§ Requirements
Format the records below as a Markdown table with the columns Row and Line. Put each line's number under Row and the line itself under Line, and leave out blank lines.
+--
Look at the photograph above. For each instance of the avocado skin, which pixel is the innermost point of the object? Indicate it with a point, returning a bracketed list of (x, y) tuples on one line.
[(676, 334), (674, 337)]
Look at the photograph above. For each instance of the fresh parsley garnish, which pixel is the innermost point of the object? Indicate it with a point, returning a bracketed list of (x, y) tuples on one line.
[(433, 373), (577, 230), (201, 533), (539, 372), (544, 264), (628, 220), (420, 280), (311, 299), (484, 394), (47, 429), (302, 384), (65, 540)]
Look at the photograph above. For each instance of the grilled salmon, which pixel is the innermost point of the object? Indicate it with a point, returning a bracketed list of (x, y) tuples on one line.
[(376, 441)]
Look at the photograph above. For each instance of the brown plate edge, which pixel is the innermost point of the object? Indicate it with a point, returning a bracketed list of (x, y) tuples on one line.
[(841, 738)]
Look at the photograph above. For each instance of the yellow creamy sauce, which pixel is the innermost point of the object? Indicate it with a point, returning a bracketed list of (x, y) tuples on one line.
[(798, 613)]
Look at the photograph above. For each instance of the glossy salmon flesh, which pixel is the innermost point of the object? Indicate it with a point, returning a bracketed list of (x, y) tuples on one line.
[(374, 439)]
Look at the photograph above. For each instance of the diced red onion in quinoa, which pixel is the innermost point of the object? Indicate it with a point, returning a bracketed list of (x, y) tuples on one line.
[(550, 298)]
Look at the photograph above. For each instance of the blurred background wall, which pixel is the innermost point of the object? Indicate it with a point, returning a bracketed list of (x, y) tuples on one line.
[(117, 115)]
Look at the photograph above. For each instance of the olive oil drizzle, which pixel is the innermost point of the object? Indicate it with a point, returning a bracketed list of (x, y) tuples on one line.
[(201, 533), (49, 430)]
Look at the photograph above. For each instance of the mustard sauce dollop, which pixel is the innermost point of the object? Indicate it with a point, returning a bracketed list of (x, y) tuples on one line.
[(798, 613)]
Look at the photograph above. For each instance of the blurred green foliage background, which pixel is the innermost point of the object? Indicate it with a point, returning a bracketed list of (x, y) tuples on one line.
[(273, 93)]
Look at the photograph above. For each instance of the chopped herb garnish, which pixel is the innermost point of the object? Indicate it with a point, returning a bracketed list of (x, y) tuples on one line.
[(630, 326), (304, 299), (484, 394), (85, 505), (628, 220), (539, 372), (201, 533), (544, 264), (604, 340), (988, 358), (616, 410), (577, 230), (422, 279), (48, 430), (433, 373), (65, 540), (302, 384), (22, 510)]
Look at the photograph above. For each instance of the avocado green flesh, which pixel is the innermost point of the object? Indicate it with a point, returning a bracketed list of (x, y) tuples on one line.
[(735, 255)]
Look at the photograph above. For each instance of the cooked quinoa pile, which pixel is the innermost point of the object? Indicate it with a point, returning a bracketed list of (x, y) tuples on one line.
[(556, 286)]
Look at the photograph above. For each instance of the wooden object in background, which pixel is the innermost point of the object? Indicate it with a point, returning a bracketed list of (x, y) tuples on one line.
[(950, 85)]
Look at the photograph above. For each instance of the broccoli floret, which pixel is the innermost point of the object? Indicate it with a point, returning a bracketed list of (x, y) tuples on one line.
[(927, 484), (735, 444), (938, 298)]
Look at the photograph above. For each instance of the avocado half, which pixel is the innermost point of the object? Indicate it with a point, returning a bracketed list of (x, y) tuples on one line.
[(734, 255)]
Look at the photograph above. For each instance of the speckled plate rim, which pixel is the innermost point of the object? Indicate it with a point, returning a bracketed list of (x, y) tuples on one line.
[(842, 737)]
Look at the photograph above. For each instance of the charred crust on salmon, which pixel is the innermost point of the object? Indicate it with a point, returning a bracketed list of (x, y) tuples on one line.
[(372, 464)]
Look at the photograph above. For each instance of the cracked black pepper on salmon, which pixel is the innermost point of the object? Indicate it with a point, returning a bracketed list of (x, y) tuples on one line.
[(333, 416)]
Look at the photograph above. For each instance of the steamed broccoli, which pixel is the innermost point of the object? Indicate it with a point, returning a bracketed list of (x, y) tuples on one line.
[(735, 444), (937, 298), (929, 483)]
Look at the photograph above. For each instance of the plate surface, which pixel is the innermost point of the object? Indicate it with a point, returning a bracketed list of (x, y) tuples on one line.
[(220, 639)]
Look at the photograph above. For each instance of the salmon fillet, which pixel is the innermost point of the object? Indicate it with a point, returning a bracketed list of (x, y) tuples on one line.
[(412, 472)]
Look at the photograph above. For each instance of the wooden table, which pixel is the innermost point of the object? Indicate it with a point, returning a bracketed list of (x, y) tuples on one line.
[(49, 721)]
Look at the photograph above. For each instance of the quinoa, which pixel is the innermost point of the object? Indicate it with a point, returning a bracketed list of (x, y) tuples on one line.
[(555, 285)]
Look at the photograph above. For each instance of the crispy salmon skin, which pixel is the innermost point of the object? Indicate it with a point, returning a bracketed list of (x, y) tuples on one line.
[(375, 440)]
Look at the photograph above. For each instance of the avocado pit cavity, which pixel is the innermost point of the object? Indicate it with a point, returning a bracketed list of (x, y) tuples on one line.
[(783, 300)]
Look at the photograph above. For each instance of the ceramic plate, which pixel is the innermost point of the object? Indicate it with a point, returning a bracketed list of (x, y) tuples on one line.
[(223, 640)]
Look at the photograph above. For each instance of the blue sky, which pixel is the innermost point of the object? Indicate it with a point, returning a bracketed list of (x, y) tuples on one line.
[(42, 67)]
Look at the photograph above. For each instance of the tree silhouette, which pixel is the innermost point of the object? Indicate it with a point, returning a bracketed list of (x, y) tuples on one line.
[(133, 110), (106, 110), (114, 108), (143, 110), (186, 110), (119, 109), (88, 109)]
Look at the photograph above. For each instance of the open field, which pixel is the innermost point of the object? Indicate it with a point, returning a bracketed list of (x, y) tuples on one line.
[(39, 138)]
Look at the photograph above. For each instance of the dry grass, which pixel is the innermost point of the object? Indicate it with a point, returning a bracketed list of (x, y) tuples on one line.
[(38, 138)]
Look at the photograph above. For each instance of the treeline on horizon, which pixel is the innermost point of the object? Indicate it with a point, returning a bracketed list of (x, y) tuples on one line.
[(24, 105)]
+--
§ Result
| Row | Line |
|---|---|
| 1 | Look at the photograph above. For each instance of the avocado skin, which pixel is the innermost point of the object? Indicate it with a point, returning a bracketed list of (x, y) tuples on one line. |
| 2 | [(676, 334), (674, 337)] |
| 3 | Look at the photograph above. For each instance of the fresh parsley garnish, which pixel is the innermost point of the object? Indicate it with a point, returning a bracketed list of (x, y) tuples on one line. |
| 4 | [(433, 373), (577, 230), (201, 533), (539, 372), (544, 264), (628, 220), (420, 280), (311, 299), (484, 394), (47, 429), (302, 384), (65, 540)] |
| 5 | Look at the photograph above. For each instance of the grilled salmon, which pixel is the innermost point of the object? Indicate it with a point, returning a bracketed list of (x, y) tuples on one line. |
| 6 | [(376, 441)] |
| 7 | Look at the photograph above. For each instance of the brown plate edge, which pixel is the innermost point of the object? Indicate it with a point, returning a bracketed list of (x, y) tuples on one line. |
| 8 | [(841, 738)] |
| 9 | Look at the photograph above. For each instance of the yellow creamy sauce, which pixel is the innermost point of the object? Indicate it with a point, returning a bracketed list of (x, y) tuples on one line. |
| 10 | [(798, 613)] |
| 11 | Look at the photograph above. For each instance of the glossy salmon flesh, which pixel is the innermost point of the object? Indicate it with a point, returning a bracketed list of (x, y) tuples on one line. |
| 12 | [(374, 439)] |
| 13 | Look at the photograph above. For each instance of the diced red onion in quinoa, which pixel is the innermost point of the object? Indicate it with a point, returning a bracketed list of (x, y) tuples on one line. |
| 14 | [(550, 298)] |
| 15 | Look at the photograph above. For each instance of the blurred background wall, which pixel is the innermost point of the object? Indicate it with a point, returning a bracketed list of (x, y) tuples on one line. |
| 16 | [(117, 115)] |
| 17 | Look at the photograph above. For each instance of the olive oil drizzle, which pixel is the innermost point of the object? Indicate it with a point, returning a bracketed list of (x, y) tuples on one line. |
| 18 | [(201, 533), (49, 430)] |
| 19 | Look at the photograph above. For each instance of the mustard sauce dollop, which pixel is the innermost point of the object? Indicate it with a point, returning a bracketed list of (x, y) tuples on one line. |
| 20 | [(798, 613)] |
| 21 | Look at the photograph above. For each instance of the blurred green foliage background, which pixel is the innermost point of the object? Indicate it with a point, returning a bracketed list of (x, y) tuples on one line. |
| 22 | [(273, 93)] |
| 23 | Look at the photograph above. For each instance of the chopped herb garnish, which pixel is the innermost point of the object? Indicate it with a point, returning a bracketed list of (x, y) tuples on one line. |
| 24 | [(630, 326), (304, 299), (484, 394), (85, 505), (628, 220), (539, 372), (201, 533), (544, 264), (604, 340), (988, 358), (616, 410), (577, 230), (422, 279), (48, 430), (433, 373), (65, 540), (302, 384), (22, 510)] |
| 25 | Look at the photograph above. For each instance of the avocado green flesh, which pixel is the innermost point of the object? Indicate it with a point, returning a bracketed list of (x, y) tuples on one line. |
| 26 | [(735, 255)] |
| 27 | Look at the photograph above. For each instance of the cooked quinoa pile, which pixel is the innermost point of the object? Indicate it with a point, returning a bracketed list of (x, y) tuples on one line. |
| 28 | [(556, 286)] |
| 29 | Look at the photograph above. For each instance of the wooden object in background, which pixel is the innermost point of the object? Indicate it with a point, returning a bracketed list of (x, y) tuples on one line. |
| 30 | [(950, 85)] |
| 31 | Look at the photograph above. For each instance of the broccoli floret, which pixel is the innermost point of the object? Indicate it with a point, returning a bracketed list of (x, y) tuples on one line. |
| 32 | [(927, 484), (735, 444), (938, 298)] |
| 33 | Look at the photograph above. For each instance of the avocado half, which pixel is the innermost point of the object? Indicate it with a point, returning a bracketed list of (x, y) tuples on one line. |
| 34 | [(734, 255)] |
| 35 | Look at the photograph above. For each instance of the speckled plate rim, which pixel is the innermost point of the object? Indicate it with a point, returning a bracketed list of (x, y) tuples on one line. |
| 36 | [(842, 737)] |
| 37 | Look at the photograph above. For each instance of the charred crust on salmon, which pixel is the innermost point of the object? Indicate it with a point, returning a bracketed list of (x, y) tuples on one line. |
| 38 | [(372, 464)] |
| 39 | Look at the photograph above. For each instance of the cracked black pepper on salmon, which pixel is the innermost point of the object? Indicate it with a point, returning a bracketed list of (x, y) tuples on one line. |
| 40 | [(333, 416)] |
| 41 | Look at the photograph above. For each instance of the steamed broccoli, which pixel is the innermost point of the object? Indicate it with a point, returning a bracketed list of (x, y) tuples on one line. |
| 42 | [(735, 444), (937, 298), (929, 483)] |
| 43 | Look at the photograph above. For each instance of the plate surface, which pixel is the innermost point of the object? Indicate it with a point, returning a bracketed list of (x, y) tuples on one line. |
| 44 | [(220, 639)] |
| 45 | Look at the photograph above. For each instance of the salmon fillet, which pixel is the innermost point of the object? Indicate it with a point, returning a bracketed list of (x, y) tuples on one line. |
| 46 | [(412, 472)] |
| 47 | Look at the photograph above. For each instance of the wooden table, which pixel is the innermost point of the object? Indicate it with a point, returning a bracketed list of (x, y) tuples on one line. |
| 48 | [(49, 721)] |
| 49 | Look at the photograph above. For each instance of the quinoa, which pixel is the innermost point of the object? Indicate it with a point, returning a bracketed list of (x, y) tuples on one line. |
| 50 | [(555, 285)] |
| 51 | Look at the photograph above. For each instance of the crispy salmon skin, which pixel is the innermost point of the object? Indicate it with a point, returning a bracketed list of (x, y) tuples on one line. |
| 52 | [(375, 440)] |
| 53 | Look at the photograph above. For each instance of the avocado pit cavity, which pixel is the innermost point of the object? Indicate it with a point, returning a bracketed list of (x, y) tuples on one line. |
| 54 | [(783, 300)] |
| 55 | Look at the photograph above. For each instance of the ceramic plate, which pixel is the innermost point of the object? Indicate it with a point, returning a bracketed list of (x, y) tuples on one line. |
| 56 | [(223, 640)] |
| 57 | Look at the photograph above. For each instance of the blue sky, which pixel is the innermost point of the object? Indicate it with a point, returning a bracketed list of (x, y) tuples on one line. |
| 58 | [(42, 67)] |
| 59 | Look at the photograph above. For each instance of the tree silhouette, which pixel is the innermost point of the object? Indicate it with a point, returning a bracketed list of (x, y) tuples on one line. |
| 60 | [(133, 110), (106, 110), (114, 108), (143, 110), (186, 110), (119, 109), (88, 109)] |
| 61 | Look at the photograph above. For each instance of the open field, which pixel is the innermost point of the object? Indicate it with a point, returning a bracketed list of (x, y) tuples on one line. |
| 62 | [(39, 138)] |
| 63 | Look at the photograph above. For each instance of the dry grass, which pixel is the innermost point of the object? Indicate it with a point, returning a bracketed list of (x, y) tuples on one line. |
| 64 | [(38, 138)] |
| 65 | Look at the photograph above. For each instance of the treeline on horizon, which pixel is the innermost point of the object? Indicate it with a point, returning a bracketed list of (x, y) tuples on one line. |
| 66 | [(24, 105)] |